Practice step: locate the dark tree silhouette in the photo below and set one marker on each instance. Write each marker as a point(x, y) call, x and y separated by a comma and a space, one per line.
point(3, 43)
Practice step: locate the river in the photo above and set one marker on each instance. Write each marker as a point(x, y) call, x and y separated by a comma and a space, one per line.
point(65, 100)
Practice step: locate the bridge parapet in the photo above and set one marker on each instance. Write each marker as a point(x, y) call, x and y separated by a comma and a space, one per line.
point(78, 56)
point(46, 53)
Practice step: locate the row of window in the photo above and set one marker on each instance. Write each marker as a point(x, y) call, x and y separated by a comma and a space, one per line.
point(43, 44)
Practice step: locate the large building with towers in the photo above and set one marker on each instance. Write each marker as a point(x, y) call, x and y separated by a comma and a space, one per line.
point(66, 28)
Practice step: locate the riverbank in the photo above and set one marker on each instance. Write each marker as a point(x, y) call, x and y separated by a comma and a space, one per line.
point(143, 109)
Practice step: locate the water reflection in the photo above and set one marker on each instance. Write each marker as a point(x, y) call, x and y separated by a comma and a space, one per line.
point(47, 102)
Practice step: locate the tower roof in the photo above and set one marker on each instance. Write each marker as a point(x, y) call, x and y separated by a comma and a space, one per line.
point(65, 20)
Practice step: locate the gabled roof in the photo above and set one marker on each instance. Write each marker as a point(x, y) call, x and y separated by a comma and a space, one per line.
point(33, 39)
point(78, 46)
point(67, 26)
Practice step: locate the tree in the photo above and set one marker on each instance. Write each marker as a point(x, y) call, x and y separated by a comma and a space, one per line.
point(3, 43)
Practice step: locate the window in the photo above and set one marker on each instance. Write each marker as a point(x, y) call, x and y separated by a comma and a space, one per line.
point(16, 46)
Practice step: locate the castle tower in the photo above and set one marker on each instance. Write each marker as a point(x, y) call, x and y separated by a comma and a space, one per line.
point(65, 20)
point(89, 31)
....
### WHAT YOU HAVE TO DO:
Turn the lines of the entries, starting with the line that contains "Practice step: locate the large" and going on through the line that contains "point(47, 102)", into a Markdown table with the columns Row and Line. Number each line and leave out any blank lines.

### SOLUTION TO THIS PROBLEM:
| Row | Line |
|---|---|
| 1 | Practice step: locate the large building with towers in the photo above and set one marker on each instance. Write each marker as a point(x, y) call, x and y separated by a comma and a space, one per line. |
| 2 | point(66, 28) |
| 3 | Practice step: locate the riverbank in the photo above and set one marker on each instance. Write each marker as a point(x, y) call, x and y separated by a comma and a space, one per line. |
| 4 | point(143, 109) |
| 5 | Practice step: locate the water reflection in the photo above and set one marker on each instance. Write each marker as a point(x, y) call, x and y separated by a comma and a space, one per line. |
| 6 | point(47, 102) |